Selected passage –
Tuesday, September 13, 2011

A huge change in the Presidential race may be happening in Pennsylvania

Pennsylvania hasn't voted for a GOP Presidential candidate since 1988. With the exception of only two states (Maine and Nebraska), all states have a "winner takes all" rule in giving its Presidential Electors to the person who gets the most votes in his state. For example, Al Gore won the state of Wisconsin by approximately 5,000 votes in 2000 but was granted all ten Electors from the state instead of five or six he may have gotten for splitting the vote.

Article II Section I of the Constitution gives each state broad latitude in how it chooses its Electors, so Pennsylvania's prospective change will almost certainly survive any court challenge (if it comes to that). Right now there are eighteen Electoral votes in Pennsylvania (2 Senate seats and 16 House seats) and what will probably happen under a new plan will be each candidate will be awarded all the congressional districts he carries, and, if he gets the most votes in the entire state, he'll get the two other Senate Electoral votes as well. This has huge implications: even if Obama were to carry the state in 2012 it is very likely he would lose at least ten of the congressional districts which would grant the GOP candidate ten Electoral Votes. Obama's will be overwhelmingly strong in Philadelphia and Pittsburgh but he'd lose in most of the rest of the state which would account for his actually winning less Electoral votes than his GOP opponent.

Given request – Transcribe part of the post about Pennsylvania's Electors word for word, starting at the words "A huge change" and stopping after "splitting the vote.". Rely on the post about Pennsylvania's Electors and on no other source.

[Excerpts of bounding box data]
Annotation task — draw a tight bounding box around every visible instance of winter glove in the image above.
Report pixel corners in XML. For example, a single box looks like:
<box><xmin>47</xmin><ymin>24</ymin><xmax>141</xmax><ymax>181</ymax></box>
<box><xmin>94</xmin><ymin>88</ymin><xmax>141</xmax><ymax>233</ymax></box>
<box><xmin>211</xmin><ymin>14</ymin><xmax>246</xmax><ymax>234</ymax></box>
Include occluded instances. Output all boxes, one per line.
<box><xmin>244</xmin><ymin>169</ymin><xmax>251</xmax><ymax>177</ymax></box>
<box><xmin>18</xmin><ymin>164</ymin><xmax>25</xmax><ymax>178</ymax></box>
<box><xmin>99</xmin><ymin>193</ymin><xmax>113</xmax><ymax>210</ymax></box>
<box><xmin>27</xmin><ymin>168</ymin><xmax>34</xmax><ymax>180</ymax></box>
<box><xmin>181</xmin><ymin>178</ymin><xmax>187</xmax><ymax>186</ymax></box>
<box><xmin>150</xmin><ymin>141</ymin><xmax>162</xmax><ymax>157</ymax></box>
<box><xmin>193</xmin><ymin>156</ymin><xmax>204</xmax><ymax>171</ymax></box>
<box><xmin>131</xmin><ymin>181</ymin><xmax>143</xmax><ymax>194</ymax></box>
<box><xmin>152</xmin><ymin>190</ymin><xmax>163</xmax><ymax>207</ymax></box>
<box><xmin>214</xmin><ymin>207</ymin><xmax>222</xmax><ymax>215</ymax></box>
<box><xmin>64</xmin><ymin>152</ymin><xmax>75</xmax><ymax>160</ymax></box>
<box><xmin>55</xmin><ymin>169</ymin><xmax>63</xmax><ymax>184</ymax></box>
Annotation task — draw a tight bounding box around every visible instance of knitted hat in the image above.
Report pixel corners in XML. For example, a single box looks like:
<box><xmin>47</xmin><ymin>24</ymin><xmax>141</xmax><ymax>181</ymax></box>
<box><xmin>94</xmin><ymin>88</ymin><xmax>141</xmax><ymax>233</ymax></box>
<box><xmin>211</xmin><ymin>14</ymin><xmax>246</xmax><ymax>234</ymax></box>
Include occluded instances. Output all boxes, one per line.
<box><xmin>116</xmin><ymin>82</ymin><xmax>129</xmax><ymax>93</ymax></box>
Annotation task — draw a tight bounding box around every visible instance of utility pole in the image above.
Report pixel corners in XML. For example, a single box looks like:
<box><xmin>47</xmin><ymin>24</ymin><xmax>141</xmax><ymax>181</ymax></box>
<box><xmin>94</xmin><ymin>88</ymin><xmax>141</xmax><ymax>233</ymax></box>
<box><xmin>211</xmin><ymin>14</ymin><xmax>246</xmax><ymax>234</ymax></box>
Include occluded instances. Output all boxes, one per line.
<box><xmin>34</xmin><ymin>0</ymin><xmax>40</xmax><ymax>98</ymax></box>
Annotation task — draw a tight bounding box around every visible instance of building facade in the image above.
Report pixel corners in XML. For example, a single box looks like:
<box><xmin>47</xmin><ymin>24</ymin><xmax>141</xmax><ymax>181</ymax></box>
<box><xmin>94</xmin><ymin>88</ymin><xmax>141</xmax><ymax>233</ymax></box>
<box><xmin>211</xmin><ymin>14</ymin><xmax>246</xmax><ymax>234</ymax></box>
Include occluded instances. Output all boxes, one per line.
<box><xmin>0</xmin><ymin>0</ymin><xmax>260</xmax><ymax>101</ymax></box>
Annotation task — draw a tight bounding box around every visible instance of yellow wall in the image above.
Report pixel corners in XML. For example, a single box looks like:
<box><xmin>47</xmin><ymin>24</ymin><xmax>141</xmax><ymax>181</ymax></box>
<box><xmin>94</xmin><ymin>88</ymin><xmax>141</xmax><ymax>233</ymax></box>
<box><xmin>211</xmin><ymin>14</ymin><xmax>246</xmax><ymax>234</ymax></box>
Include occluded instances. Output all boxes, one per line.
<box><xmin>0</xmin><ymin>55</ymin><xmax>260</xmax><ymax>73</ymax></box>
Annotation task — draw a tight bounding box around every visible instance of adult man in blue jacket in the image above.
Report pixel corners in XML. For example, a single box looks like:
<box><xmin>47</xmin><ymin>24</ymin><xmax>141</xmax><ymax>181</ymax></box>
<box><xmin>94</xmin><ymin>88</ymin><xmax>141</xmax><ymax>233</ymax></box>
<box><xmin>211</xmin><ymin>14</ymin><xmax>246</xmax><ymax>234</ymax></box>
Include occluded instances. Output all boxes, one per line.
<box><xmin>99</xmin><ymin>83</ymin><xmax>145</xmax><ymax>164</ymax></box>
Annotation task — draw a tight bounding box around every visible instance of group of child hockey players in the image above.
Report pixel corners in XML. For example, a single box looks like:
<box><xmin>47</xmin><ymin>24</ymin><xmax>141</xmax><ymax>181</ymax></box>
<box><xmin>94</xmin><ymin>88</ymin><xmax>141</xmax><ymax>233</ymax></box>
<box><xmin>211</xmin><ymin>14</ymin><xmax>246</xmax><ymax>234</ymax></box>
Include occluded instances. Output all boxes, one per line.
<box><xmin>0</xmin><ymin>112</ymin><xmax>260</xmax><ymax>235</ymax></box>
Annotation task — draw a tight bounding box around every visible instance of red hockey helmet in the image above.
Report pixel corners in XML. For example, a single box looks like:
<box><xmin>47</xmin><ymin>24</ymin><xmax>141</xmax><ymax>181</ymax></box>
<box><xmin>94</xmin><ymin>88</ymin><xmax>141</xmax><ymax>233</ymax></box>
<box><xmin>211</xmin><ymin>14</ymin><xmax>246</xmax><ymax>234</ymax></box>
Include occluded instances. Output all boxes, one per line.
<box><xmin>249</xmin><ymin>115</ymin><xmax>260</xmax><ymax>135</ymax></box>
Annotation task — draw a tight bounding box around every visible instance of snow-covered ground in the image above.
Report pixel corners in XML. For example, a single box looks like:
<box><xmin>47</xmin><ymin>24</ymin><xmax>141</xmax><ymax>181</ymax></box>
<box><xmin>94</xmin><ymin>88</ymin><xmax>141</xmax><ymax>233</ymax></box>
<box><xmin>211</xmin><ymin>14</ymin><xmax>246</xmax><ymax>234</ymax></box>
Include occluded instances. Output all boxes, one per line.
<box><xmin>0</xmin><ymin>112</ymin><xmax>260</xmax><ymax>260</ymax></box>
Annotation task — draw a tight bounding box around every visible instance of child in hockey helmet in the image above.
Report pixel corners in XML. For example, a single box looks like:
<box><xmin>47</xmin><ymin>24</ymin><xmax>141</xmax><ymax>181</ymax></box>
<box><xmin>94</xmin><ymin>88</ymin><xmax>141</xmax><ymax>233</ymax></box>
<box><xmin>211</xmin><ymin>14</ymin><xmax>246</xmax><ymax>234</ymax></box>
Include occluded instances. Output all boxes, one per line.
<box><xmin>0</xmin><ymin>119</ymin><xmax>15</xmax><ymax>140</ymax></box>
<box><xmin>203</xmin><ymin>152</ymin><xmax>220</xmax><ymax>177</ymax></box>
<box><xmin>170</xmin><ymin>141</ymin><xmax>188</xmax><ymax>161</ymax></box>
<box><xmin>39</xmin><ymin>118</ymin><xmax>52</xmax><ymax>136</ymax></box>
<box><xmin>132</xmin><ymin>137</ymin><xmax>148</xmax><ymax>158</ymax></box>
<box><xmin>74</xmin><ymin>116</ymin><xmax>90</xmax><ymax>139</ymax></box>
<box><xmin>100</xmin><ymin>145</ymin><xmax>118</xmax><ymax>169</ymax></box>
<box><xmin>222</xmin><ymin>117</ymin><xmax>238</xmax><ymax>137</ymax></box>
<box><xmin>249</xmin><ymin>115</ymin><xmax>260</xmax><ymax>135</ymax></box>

The answer –
A huge change in the Presidential race may be happening in Pennsylvania

Pennsylvania hasn't voted for a GOP Presidential candidate since 1988. With the exception of only two states (Maine and Nebraska), all states have a "winner takes all" rule in giving its Presidential Electors to the person who gets the most votes in his state. For example, Al Gore won the state of Wisconsin by approximately 5,000 votes in 2000 but was granted all ten Electors from the state instead of five or six he may have gotten for splitting the vote.